Image-backed grounding data
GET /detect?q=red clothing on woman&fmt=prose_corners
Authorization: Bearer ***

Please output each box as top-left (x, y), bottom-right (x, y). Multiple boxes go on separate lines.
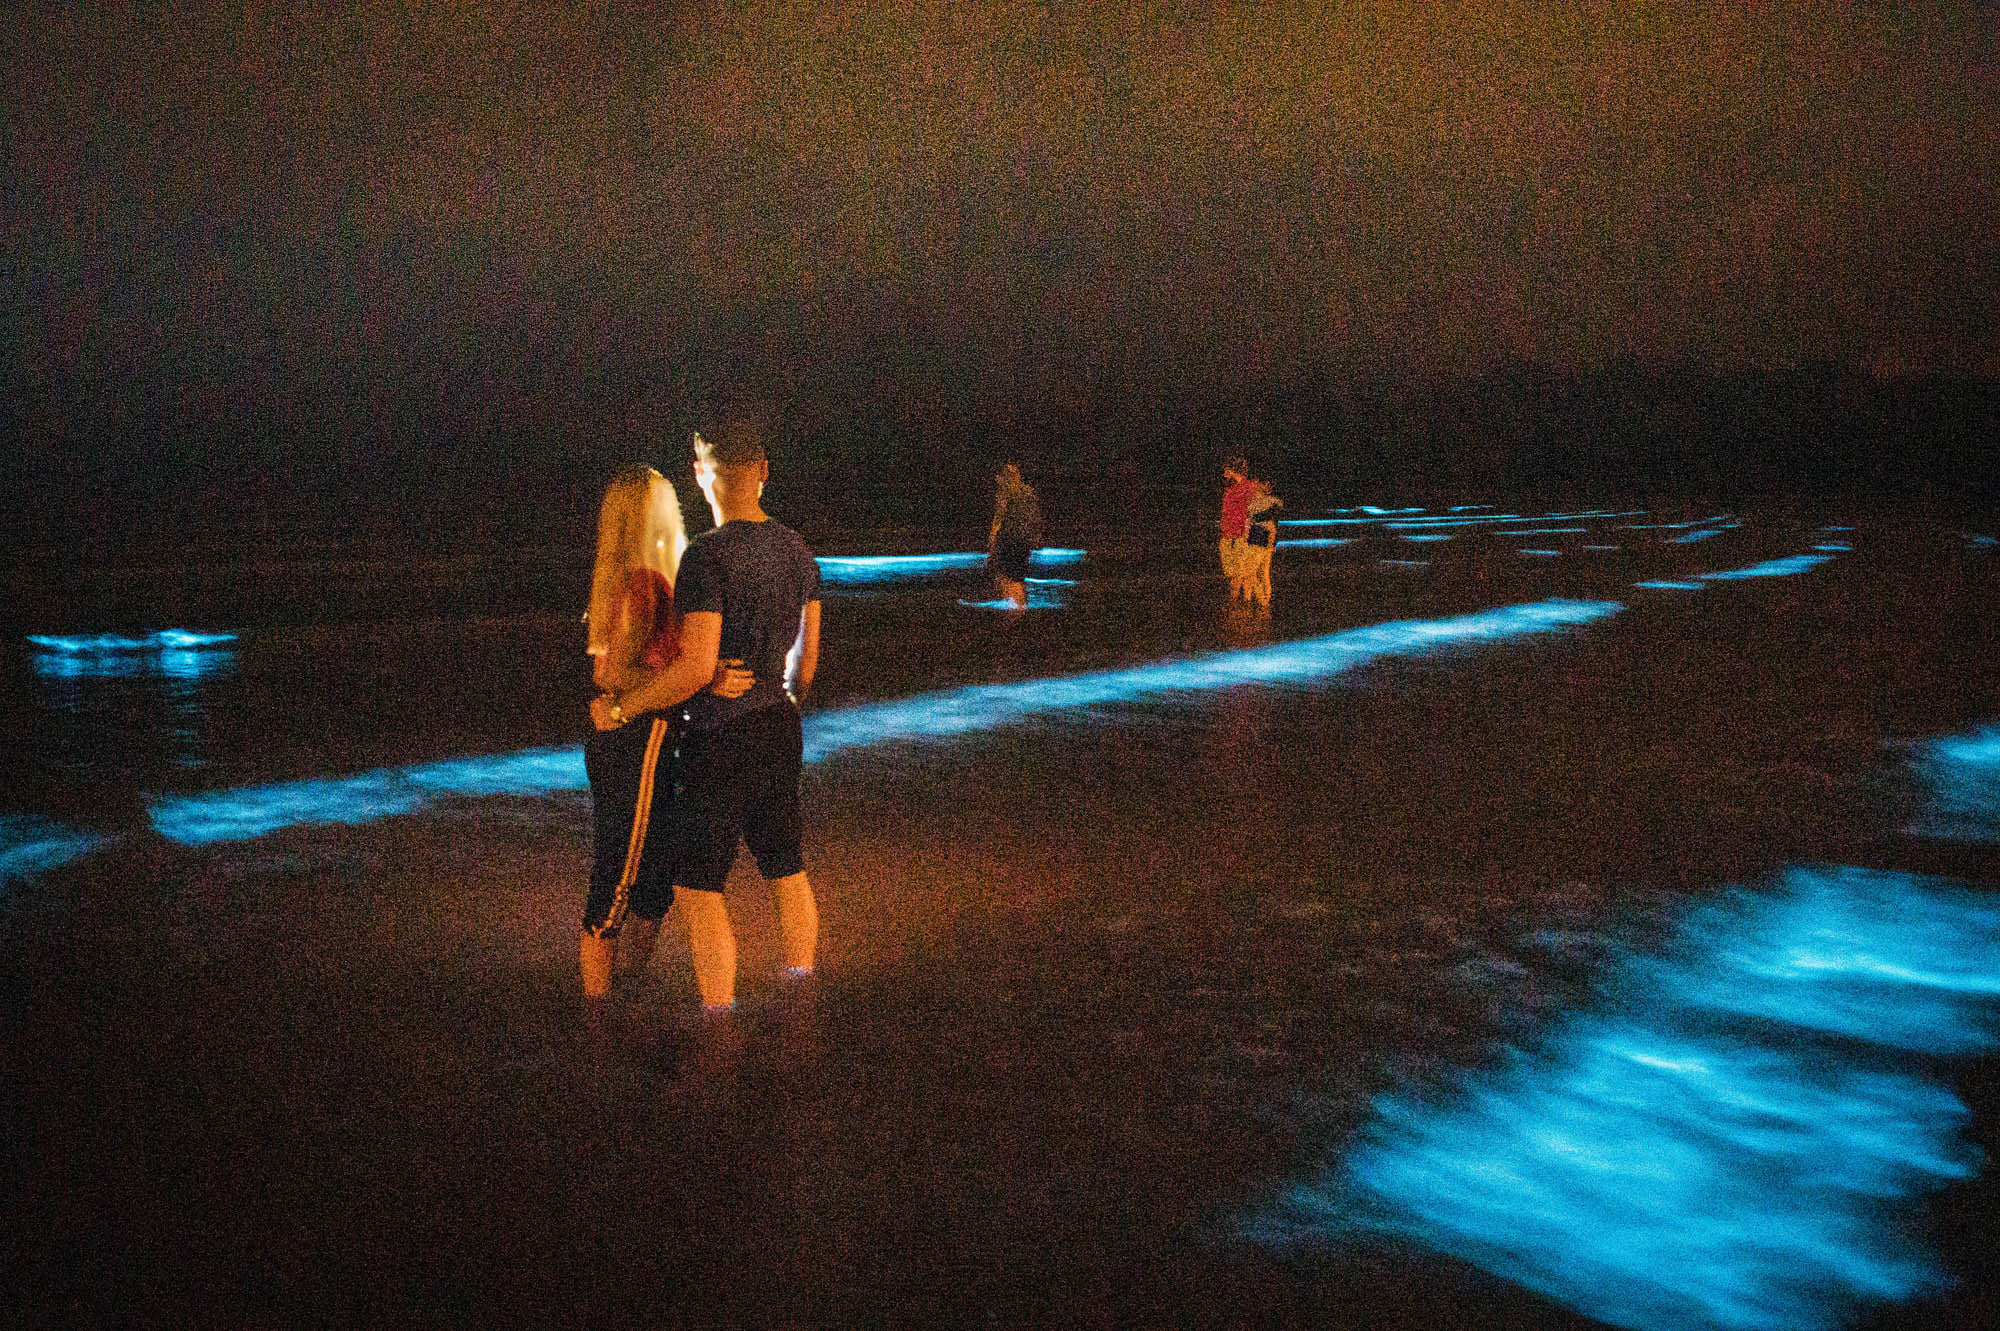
top-left (1219, 478), bottom-right (1257, 540)
top-left (622, 568), bottom-right (680, 670)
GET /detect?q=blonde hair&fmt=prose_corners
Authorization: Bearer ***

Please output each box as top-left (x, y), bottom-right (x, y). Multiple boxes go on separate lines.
top-left (585, 465), bottom-right (686, 655)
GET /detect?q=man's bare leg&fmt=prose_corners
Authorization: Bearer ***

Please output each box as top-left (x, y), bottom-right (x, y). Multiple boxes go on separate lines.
top-left (675, 886), bottom-right (737, 1011)
top-left (770, 871), bottom-right (818, 975)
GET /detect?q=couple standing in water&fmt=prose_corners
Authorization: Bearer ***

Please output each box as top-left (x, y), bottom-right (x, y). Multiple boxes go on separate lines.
top-left (577, 415), bottom-right (822, 1021)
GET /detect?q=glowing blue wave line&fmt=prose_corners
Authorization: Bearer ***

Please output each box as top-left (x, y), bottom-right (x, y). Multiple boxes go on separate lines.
top-left (801, 600), bottom-right (1622, 763)
top-left (1907, 725), bottom-right (2000, 844)
top-left (1277, 538), bottom-right (1354, 549)
top-left (1254, 865), bottom-right (1998, 1331)
top-left (0, 816), bottom-right (111, 888)
top-left (1670, 528), bottom-right (1728, 543)
top-left (26, 630), bottom-right (238, 652)
top-left (1697, 554), bottom-right (1834, 581)
top-left (1279, 517), bottom-right (1383, 527)
top-left (1636, 580), bottom-right (1705, 591)
top-left (145, 599), bottom-right (1622, 846)
top-left (815, 549), bottom-right (1085, 586)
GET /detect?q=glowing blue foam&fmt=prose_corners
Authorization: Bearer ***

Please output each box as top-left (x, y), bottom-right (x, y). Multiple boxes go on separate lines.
top-left (1387, 515), bottom-right (1524, 528)
top-left (1907, 726), bottom-right (2000, 844)
top-left (148, 746), bottom-right (587, 845)
top-left (1670, 528), bottom-right (1728, 544)
top-left (1698, 554), bottom-right (1834, 581)
top-left (1449, 505), bottom-right (1493, 512)
top-left (1636, 580), bottom-right (1706, 591)
top-left (1518, 549), bottom-right (1562, 557)
top-left (1255, 865), bottom-right (1997, 1331)
top-left (1345, 506), bottom-right (1426, 515)
top-left (1280, 518), bottom-right (1378, 528)
top-left (800, 600), bottom-right (1622, 764)
top-left (816, 549), bottom-right (1085, 587)
top-left (1506, 527), bottom-right (1587, 535)
top-left (1814, 543), bottom-right (1852, 552)
top-left (1276, 538), bottom-right (1354, 549)
top-left (28, 630), bottom-right (238, 681)
top-left (815, 553), bottom-right (987, 585)
top-left (0, 816), bottom-right (111, 888)
top-left (27, 630), bottom-right (237, 652)
top-left (1401, 534), bottom-right (1455, 543)
top-left (146, 601), bottom-right (1621, 846)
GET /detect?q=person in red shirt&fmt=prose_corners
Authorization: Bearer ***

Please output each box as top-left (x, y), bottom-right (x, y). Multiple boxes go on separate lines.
top-left (1218, 455), bottom-right (1257, 600)
top-left (578, 465), bottom-right (750, 999)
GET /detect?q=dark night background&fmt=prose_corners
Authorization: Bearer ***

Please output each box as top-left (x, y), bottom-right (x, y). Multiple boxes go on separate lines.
top-left (4, 3), bottom-right (1996, 561)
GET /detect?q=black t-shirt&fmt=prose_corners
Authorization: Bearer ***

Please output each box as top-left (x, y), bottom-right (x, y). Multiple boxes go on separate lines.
top-left (675, 518), bottom-right (820, 731)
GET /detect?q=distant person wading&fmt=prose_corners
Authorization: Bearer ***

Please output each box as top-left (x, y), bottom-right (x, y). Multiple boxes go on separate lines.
top-left (987, 462), bottom-right (1043, 610)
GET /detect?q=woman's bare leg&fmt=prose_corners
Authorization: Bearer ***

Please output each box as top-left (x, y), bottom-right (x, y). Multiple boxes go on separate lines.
top-left (579, 933), bottom-right (615, 998)
top-left (617, 914), bottom-right (663, 981)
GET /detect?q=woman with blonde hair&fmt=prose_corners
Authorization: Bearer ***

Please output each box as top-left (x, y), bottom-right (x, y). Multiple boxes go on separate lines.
top-left (579, 464), bottom-right (749, 998)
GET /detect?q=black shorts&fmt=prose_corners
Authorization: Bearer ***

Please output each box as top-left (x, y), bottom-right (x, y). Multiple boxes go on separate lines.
top-left (989, 536), bottom-right (1033, 582)
top-left (583, 713), bottom-right (679, 934)
top-left (672, 701), bottom-right (806, 895)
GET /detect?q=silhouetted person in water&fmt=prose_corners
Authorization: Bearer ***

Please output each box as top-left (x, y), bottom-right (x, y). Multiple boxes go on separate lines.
top-left (987, 461), bottom-right (1042, 610)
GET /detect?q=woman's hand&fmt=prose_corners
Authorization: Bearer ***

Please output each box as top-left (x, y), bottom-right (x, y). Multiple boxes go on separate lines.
top-left (589, 693), bottom-right (623, 731)
top-left (709, 658), bottom-right (755, 699)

• _Exercise description_
All of the records above must be copied exactly, except for the pictures.

• _Your solution_
GET /detect?q=red clothing on woman&fmt=prose_corners
Authorization: Bearer ***

Please output each box as top-left (x, y), bottom-right (x, y). Multiple boxes go on separate lines.
top-left (1219, 478), bottom-right (1257, 540)
top-left (622, 568), bottom-right (680, 670)
GET /detect?q=blonde hair&fmt=prose_corners
Authorization: Bearer ***

Please output each box as top-left (x, y), bottom-right (x, y). Multiple boxes go on separate lines.
top-left (585, 465), bottom-right (686, 655)
GET /detect?q=man's bare leg&fmt=prose_corners
Authorization: Bearer ***

Please output each box as top-left (x, y), bottom-right (x, y). Multiple boxes go on separate lines.
top-left (675, 886), bottom-right (737, 1011)
top-left (770, 871), bottom-right (818, 975)
GET /detect?q=couple standing in water&fmt=prose_corners
Authorization: Bearer ***

Please output each box as top-left (x, y), bottom-right (x, y). Multiple boxes go on separate lines.
top-left (577, 415), bottom-right (822, 1021)
GET /detect?q=glowing blue wave line&fmt=prose_corners
Authorization: Bearer ***

Please output each box as top-left (x, y), bottom-right (x, y). Multiple boxes go on separate lines.
top-left (801, 600), bottom-right (1622, 763)
top-left (1907, 725), bottom-right (2000, 844)
top-left (1277, 538), bottom-right (1354, 549)
top-left (1254, 865), bottom-right (1998, 1331)
top-left (0, 816), bottom-right (111, 888)
top-left (1670, 528), bottom-right (1728, 543)
top-left (26, 630), bottom-right (238, 652)
top-left (1697, 554), bottom-right (1834, 581)
top-left (1279, 517), bottom-right (1383, 527)
top-left (1636, 580), bottom-right (1705, 591)
top-left (145, 599), bottom-right (1622, 846)
top-left (815, 549), bottom-right (1085, 586)
GET /detect?q=glowing blue foam&fmt=prose_corners
Authorization: Bearer ***

Please output each box as top-left (x, y), bottom-right (x, y). Multiple boxes go on separate lines.
top-left (1387, 515), bottom-right (1524, 528)
top-left (1907, 726), bottom-right (2000, 844)
top-left (148, 746), bottom-right (587, 845)
top-left (1670, 528), bottom-right (1728, 544)
top-left (1698, 554), bottom-right (1834, 581)
top-left (1449, 505), bottom-right (1493, 512)
top-left (1636, 580), bottom-right (1706, 591)
top-left (1518, 549), bottom-right (1562, 557)
top-left (1255, 865), bottom-right (1997, 1331)
top-left (1345, 506), bottom-right (1426, 515)
top-left (1280, 518), bottom-right (1378, 528)
top-left (800, 600), bottom-right (1622, 764)
top-left (816, 549), bottom-right (1085, 587)
top-left (1506, 527), bottom-right (1587, 535)
top-left (1814, 543), bottom-right (1852, 552)
top-left (1276, 538), bottom-right (1354, 549)
top-left (28, 630), bottom-right (238, 681)
top-left (815, 553), bottom-right (987, 585)
top-left (0, 816), bottom-right (111, 888)
top-left (27, 630), bottom-right (237, 652)
top-left (1401, 534), bottom-right (1455, 543)
top-left (146, 601), bottom-right (1621, 846)
GET /detect?q=person in red shirt&fmt=prose_corners
Authorization: Bearer ***

Please output each box as top-left (x, y), bottom-right (x, y). Multiple boxes go on separate lines.
top-left (1218, 455), bottom-right (1257, 600)
top-left (578, 465), bottom-right (750, 999)
GET /detect?q=dark night background&fmt=prose_corners
Authorization: Bearer ***

Please output each box as top-left (x, y), bottom-right (x, y). Multiple boxes go on separate lines.
top-left (4, 3), bottom-right (1996, 561)
GET /detect?q=black t-shirt&fmt=prose_corners
Authorization: Bearer ***

Please output each box as top-left (x, y), bottom-right (x, y). Multiple boxes go on separate lines.
top-left (675, 518), bottom-right (820, 731)
GET /detect?q=distant person wading&fmt=prose_corners
Authorization: Bearer ***

Please output each box as top-left (x, y), bottom-right (x, y). Multiple boxes go on separate lines.
top-left (987, 462), bottom-right (1043, 610)
GET /detect?q=woman's bare leg&fmt=prose_corners
Authorization: Bearer ***

Please output each box as top-left (x, y), bottom-right (x, y). Multiple boxes go on separate lines.
top-left (579, 933), bottom-right (615, 998)
top-left (617, 914), bottom-right (663, 981)
GET /detect?q=woman with blonde hair&fmt=prose_corners
Authorization: Bearer ***

Please output each box as top-left (x, y), bottom-right (x, y). Multiple boxes go on separate lines.
top-left (579, 464), bottom-right (749, 998)
GET /detect?q=black shorts&fmt=prose_corners
Authorization: Bearer ***

Please output each box as top-left (x, y), bottom-right (x, y). Multiple boxes go on separate lines.
top-left (989, 536), bottom-right (1033, 582)
top-left (583, 713), bottom-right (679, 934)
top-left (672, 701), bottom-right (806, 895)
GET /detect?q=silhouetted person in water&fmt=prose_corners
Authorization: Bearer ***

Please output each box as top-left (x, y), bottom-right (x, y). Multiple boxes go on separate lines.
top-left (987, 461), bottom-right (1042, 610)
GET /detect?q=woman's hand&fmt=prose_corners
Authorization: Bearer ***

Please output each box as top-left (x, y), bottom-right (x, y). Multiple boxes go on separate lines.
top-left (589, 693), bottom-right (623, 731)
top-left (709, 658), bottom-right (755, 699)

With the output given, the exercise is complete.